» **SOURCE EXCERPT**:
We present a novel approach to determine the validity of a DC. Current methods use a very broad DC Validity definition that leads to discovery algorithms generating thousands of meaningless Denial Constraints. We show how by only keeping those DCs valid under our more restrictive definition we obtain entirely true, high-quality constraints of the data.

We present a redefinition of the set of rules that qualify a DC as valid, not a DC discovery algorithm. Thus, the naive way to apply this contribution is by checking which elements among the vast space of sets of predicates constitute valid DCs. This is inefficient, but enough to showcase the significant improvement in the quality of the discovered DCs.

This first cell computes the number of tuple pairs that satisfy each set of predicates with up to **"depth"** elements. There are almost never more than 3 predicates in valid DCs, so if you want it to run much faster, just set **depth = 3**. We use **depth = 3** for completeness.

In [5]:
#This utility function lists all subsets of a given set.
def powerset(iterable):
    "powerset([1,2,3]) --> () (1,) (2,) (3,) (1,2) (1,3) (2,3) (1,2,3)"
    s = list(iterable)
    return itertools.chain.from_iterable(itertools.combinations(s, r) for r in range(len(s)))


#Max size of predicate sets to search for
depth=4
DCCounts={}
counts={}

#Recursive function that performs a DFS search across the space of predicate sets up to length 4.
def search(preds,cols,x):
    #For every visited set of predicates, compute the proportion of tuple pairs it satisfies and store it.
    counts[preds]=np.bitwise_count(x).sum()
    #Stop the search if we are at max depth
    if len(preds)>=depth:
            return
    #Otherwise, continue the DFS by exploring all predicate sets reachable from the current one by adding a new predicate.
    for pred in ds.sortedPreds:
            #We do not attempt to add predicates over the same column. This generates trivial DCs. Ex: State=State and State !=State.
            ncol=ds.predCols[pred]
            if ncol in cols:
                continue
            #This is a predicate set we want to visit. Explore it only if it has not been visited already.
            npreds=preds|{pred}
            ncols=cols|{ncol}
            if npreds in counts:
                continue
            #This is an unvisited predicate set we want to visit. Filter the tuple pairs so as to keep those that satisfy the new set of predicates.
            newx=np.bitwise_and(x,ds.evi[pred])
            #Recursive call
            search(npreds,ncols,newx)

#Begin search:
search(frozenset()  #Begin with an empty set of predicates
       ,frozenset(),#Begin with no columns having predicates on the current set, as it is empty
       np.full((ds.eviSize//8,),255,dtype=np.uint8))#Begin with all tuple pairs fulfilling the predicate set, as there is no predicate to not fulfill. This gets filtered as predicates are added during the DFS.

» **ENTRIES SUPPLIED**:
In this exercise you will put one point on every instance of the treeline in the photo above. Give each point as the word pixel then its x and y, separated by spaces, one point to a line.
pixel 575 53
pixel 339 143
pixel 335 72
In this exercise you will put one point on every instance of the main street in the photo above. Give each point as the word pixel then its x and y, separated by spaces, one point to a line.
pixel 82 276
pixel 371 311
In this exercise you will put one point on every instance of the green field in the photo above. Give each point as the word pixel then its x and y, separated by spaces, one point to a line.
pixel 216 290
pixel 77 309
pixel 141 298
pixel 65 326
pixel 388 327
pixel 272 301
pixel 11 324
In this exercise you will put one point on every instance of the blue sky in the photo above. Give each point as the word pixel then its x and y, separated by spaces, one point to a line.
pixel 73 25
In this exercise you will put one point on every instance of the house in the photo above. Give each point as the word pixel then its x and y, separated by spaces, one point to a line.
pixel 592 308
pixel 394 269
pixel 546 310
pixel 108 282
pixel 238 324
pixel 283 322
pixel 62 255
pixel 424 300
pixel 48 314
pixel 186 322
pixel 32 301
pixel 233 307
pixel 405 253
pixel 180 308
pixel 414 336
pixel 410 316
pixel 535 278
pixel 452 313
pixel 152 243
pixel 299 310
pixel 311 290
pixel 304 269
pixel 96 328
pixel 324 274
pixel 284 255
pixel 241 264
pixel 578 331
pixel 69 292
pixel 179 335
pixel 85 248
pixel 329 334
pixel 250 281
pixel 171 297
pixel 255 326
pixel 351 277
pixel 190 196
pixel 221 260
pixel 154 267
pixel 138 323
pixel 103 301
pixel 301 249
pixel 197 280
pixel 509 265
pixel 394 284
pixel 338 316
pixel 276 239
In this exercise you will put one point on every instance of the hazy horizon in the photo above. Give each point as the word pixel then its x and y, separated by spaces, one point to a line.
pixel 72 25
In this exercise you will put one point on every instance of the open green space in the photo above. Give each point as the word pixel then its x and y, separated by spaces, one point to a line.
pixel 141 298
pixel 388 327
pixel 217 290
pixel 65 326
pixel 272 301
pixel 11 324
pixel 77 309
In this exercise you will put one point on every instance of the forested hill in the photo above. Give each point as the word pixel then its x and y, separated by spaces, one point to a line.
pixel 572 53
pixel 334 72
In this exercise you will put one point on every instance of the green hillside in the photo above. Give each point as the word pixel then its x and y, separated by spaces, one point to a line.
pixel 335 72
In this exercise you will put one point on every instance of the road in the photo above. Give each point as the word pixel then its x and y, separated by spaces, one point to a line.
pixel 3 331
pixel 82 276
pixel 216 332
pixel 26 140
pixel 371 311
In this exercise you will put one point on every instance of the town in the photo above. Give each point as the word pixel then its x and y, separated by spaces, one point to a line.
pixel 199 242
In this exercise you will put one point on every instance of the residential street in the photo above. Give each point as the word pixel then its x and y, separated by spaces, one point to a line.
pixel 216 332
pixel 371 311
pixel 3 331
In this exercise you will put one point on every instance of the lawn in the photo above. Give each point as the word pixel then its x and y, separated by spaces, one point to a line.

» **AIM OF THE EXERCISE**:
From the denial constraints excerpt, reproduce the passage starting at the words "#Max size of" and ending after the words "a new predicate.".

» **TASK ANSWER**:
#Max size of predicate sets to search for
depth=4
DCCounts={}
counts={}

#Recursive function that performs a DFS search across the space of predicate sets up to length 4.
def search(preds,cols,x):
    #For every visited set of predicates, compute the proportion of tuple pairs it satisfies and store it.
    counts[preds]=np.bitwise_count(x).sum()
    #Stop the search if we are at max depth
    if len(preds)>=depth:
            return
    #Otherwise, continue the DFS by exploring all predicate sets reachable from the current one by adding a new predicate.